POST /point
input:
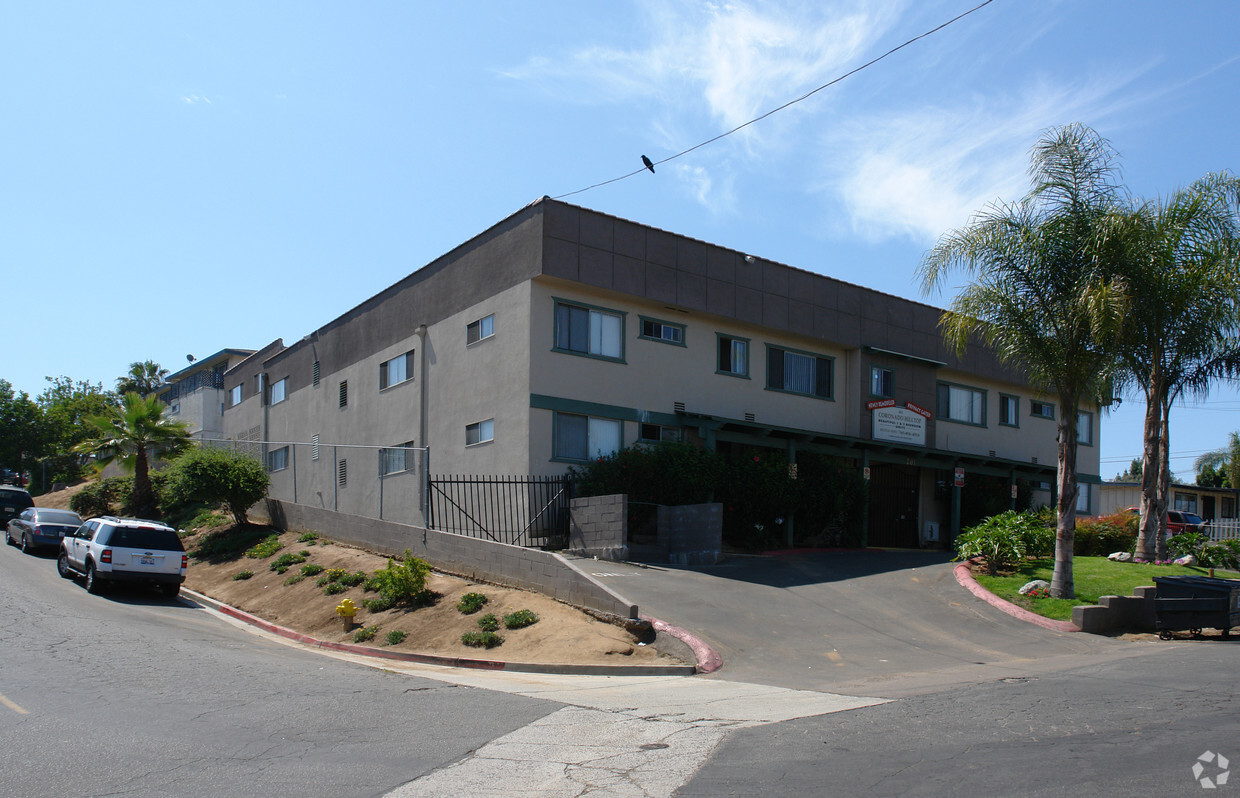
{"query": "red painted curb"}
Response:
(707, 658)
(456, 662)
(966, 580)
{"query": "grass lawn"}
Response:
(1094, 576)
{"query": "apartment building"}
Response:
(562, 333)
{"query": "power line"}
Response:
(649, 165)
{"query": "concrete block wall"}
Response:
(692, 534)
(485, 560)
(599, 527)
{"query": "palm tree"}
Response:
(141, 378)
(134, 433)
(1040, 296)
(1179, 259)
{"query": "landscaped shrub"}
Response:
(520, 620)
(1105, 534)
(470, 604)
(402, 583)
(1001, 539)
(264, 548)
(481, 640)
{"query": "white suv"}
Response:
(109, 549)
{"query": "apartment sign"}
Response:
(899, 425)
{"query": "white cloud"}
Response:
(916, 174)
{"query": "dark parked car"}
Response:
(39, 527)
(13, 501)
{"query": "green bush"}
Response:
(264, 548)
(1105, 534)
(481, 640)
(1001, 539)
(402, 583)
(216, 476)
(470, 604)
(520, 620)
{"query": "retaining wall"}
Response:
(484, 560)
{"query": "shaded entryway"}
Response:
(893, 506)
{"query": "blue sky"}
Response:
(185, 177)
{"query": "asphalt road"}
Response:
(130, 694)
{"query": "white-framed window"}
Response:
(480, 330)
(396, 459)
(585, 438)
(664, 331)
(1083, 498)
(584, 330)
(480, 433)
(278, 459)
(1085, 428)
(882, 382)
(733, 356)
(656, 433)
(396, 371)
(1042, 409)
(1009, 409)
(797, 372)
(957, 403)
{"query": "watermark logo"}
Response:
(1218, 766)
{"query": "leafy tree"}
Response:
(141, 378)
(134, 433)
(21, 429)
(217, 476)
(66, 405)
(1040, 295)
(1179, 259)
(1224, 461)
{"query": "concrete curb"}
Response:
(966, 580)
(456, 662)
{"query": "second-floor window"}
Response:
(589, 331)
(797, 372)
(396, 371)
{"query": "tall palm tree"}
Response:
(133, 434)
(141, 378)
(1179, 260)
(1040, 296)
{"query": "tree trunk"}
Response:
(1163, 478)
(1062, 585)
(1147, 538)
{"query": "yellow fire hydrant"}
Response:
(346, 611)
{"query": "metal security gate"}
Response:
(520, 511)
(893, 507)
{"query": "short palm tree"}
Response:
(134, 433)
(141, 378)
(1040, 295)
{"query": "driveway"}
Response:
(858, 622)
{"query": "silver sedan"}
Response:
(41, 527)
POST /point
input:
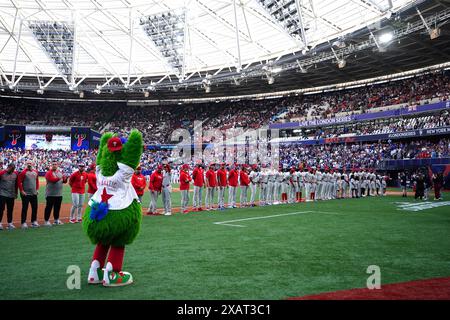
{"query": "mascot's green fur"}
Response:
(118, 227)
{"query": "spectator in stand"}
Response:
(155, 188)
(185, 179)
(28, 183)
(53, 194)
(138, 182)
(8, 193)
(77, 182)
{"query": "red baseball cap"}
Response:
(114, 144)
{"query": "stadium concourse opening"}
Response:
(302, 152)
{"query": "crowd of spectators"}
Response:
(361, 155)
(355, 155)
(380, 126)
(158, 122)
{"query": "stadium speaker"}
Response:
(342, 63)
(435, 33)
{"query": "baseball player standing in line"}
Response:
(222, 184)
(185, 178)
(28, 182)
(245, 182)
(53, 194)
(254, 180)
(92, 180)
(211, 184)
(8, 193)
(198, 176)
(77, 182)
(263, 181)
(307, 180)
(233, 177)
(167, 190)
(271, 176)
(138, 182)
(155, 188)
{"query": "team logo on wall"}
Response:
(80, 137)
(419, 206)
(15, 135)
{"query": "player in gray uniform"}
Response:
(263, 188)
(167, 190)
(319, 187)
(293, 185)
(271, 173)
(254, 180)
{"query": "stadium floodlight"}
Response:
(435, 33)
(57, 40)
(342, 63)
(386, 37)
(286, 13)
(206, 83)
(166, 30)
(276, 70)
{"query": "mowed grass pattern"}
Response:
(190, 257)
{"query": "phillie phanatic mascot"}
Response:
(113, 216)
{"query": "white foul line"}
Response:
(226, 223)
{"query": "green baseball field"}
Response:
(272, 252)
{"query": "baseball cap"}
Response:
(114, 144)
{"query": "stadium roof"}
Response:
(176, 48)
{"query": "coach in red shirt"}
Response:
(222, 184)
(92, 180)
(77, 182)
(185, 179)
(211, 185)
(138, 182)
(28, 182)
(232, 183)
(155, 187)
(245, 182)
(198, 175)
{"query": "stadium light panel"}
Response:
(386, 37)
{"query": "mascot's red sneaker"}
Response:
(95, 273)
(113, 278)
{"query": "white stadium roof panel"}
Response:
(110, 41)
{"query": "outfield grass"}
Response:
(189, 257)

---

TASK ITEM:
Please output every line of the listing as it stands, and omit its images.

TASK OUTPUT:
POST /point
input:
{"query": "red painted curb"}
Response:
(707, 658)
(456, 662)
(966, 580)
{"query": "grass lawn"}
Response:
(1094, 576)
{"query": "apartment building"}
Response:
(562, 333)
{"query": "power line"}
Response:
(649, 165)
{"query": "concrete block wall"}
Response:
(692, 534)
(485, 560)
(599, 527)
{"query": "palm tree"}
Response:
(141, 378)
(134, 433)
(1040, 296)
(1179, 259)
{"query": "landscaped shrub"}
Response:
(520, 620)
(1105, 534)
(470, 604)
(402, 583)
(1001, 539)
(264, 548)
(481, 640)
{"query": "white suv"}
Response:
(109, 549)
{"query": "apartment sign"}
Response:
(899, 425)
{"query": "white cloud"}
Response:
(916, 174)
{"query": "dark parked car"}
Response:
(39, 527)
(13, 501)
{"query": "green bush"}
Response:
(264, 548)
(1105, 534)
(481, 640)
(1001, 539)
(402, 583)
(216, 476)
(470, 604)
(520, 620)
{"query": "retaining wall"}
Response:
(484, 560)
{"query": "shaded entryway"}
Response:
(893, 506)
{"query": "blue sky"}
Response:
(185, 177)
{"query": "asphalt road"}
Response:
(130, 694)
{"query": "white-framed window"}
Response:
(480, 330)
(396, 459)
(585, 438)
(664, 331)
(1083, 498)
(584, 330)
(480, 433)
(278, 459)
(1085, 428)
(882, 382)
(733, 356)
(656, 433)
(396, 371)
(1042, 409)
(1009, 409)
(797, 372)
(957, 403)
{"query": "watermark logo"}
Response:
(1218, 766)
{"query": "leafy tree"}
Response:
(141, 378)
(134, 433)
(21, 429)
(217, 476)
(66, 405)
(1040, 295)
(1179, 259)
(1224, 461)
{"query": "concrete curb"}
Response:
(966, 580)
(456, 662)
{"query": "second-floor window"}
Response:
(589, 331)
(797, 372)
(396, 371)
{"query": "tall palm tree"}
Response:
(133, 434)
(141, 378)
(1179, 260)
(1040, 296)
{"query": "tree trunk"}
Response:
(1163, 478)
(1062, 585)
(1147, 538)
{"query": "yellow fire hydrant"}
Response:
(346, 611)
{"query": "metal security gate"}
Response:
(520, 511)
(893, 507)
{"query": "short palm tree"}
Response:
(134, 433)
(141, 378)
(1040, 295)
{"query": "driveway"}
Response:
(858, 622)
{"query": "silver sedan"}
Response:
(41, 527)
POST /point
input:
{"query": "mascot's green fur"}
Response:
(118, 227)
{"query": "spectator in stand"}
Response:
(155, 188)
(185, 179)
(28, 183)
(53, 194)
(138, 182)
(8, 193)
(77, 182)
{"query": "red baseball cap"}
Response:
(114, 144)
{"query": "stadium concourse opening"}
Response:
(302, 152)
{"query": "crowd of spectators"}
Response:
(361, 155)
(355, 155)
(380, 126)
(158, 122)
{"query": "stadium speaker"}
Response:
(342, 63)
(435, 33)
{"query": "baseball player standing in line"}
Response:
(222, 184)
(185, 178)
(28, 182)
(245, 182)
(53, 194)
(254, 180)
(92, 180)
(211, 184)
(8, 193)
(198, 176)
(77, 182)
(263, 181)
(307, 180)
(233, 177)
(167, 190)
(271, 176)
(138, 182)
(155, 188)
{"query": "team logo on wall"}
Response:
(80, 137)
(419, 206)
(15, 135)
{"query": "player in gray uniform"}
Response:
(263, 188)
(167, 190)
(319, 187)
(293, 185)
(271, 173)
(254, 180)
{"query": "stadium floodlight"}
Response:
(435, 33)
(57, 40)
(342, 63)
(386, 37)
(286, 13)
(206, 83)
(166, 30)
(276, 70)
{"query": "mowed grass pattern"}
Response:
(190, 257)
{"query": "phillie phanatic mascot"}
Response:
(113, 216)
{"query": "white foul line"}
Response:
(226, 223)
{"query": "green baseball field"}
Response:
(272, 252)
{"query": "baseball cap"}
Response:
(114, 144)
{"query": "stadium roof"}
Response:
(176, 48)
{"query": "coach in red shirt"}
Response:
(222, 184)
(92, 180)
(77, 182)
(185, 179)
(211, 185)
(138, 182)
(28, 182)
(232, 183)
(155, 187)
(245, 182)
(198, 175)
{"query": "stadium light panel"}
Response:
(386, 37)
{"query": "mascot's red sneaker"}
Response:
(95, 273)
(113, 278)
{"query": "white stadium roof panel"}
Response:
(110, 41)
{"query": "outfield grass"}
Response:
(189, 257)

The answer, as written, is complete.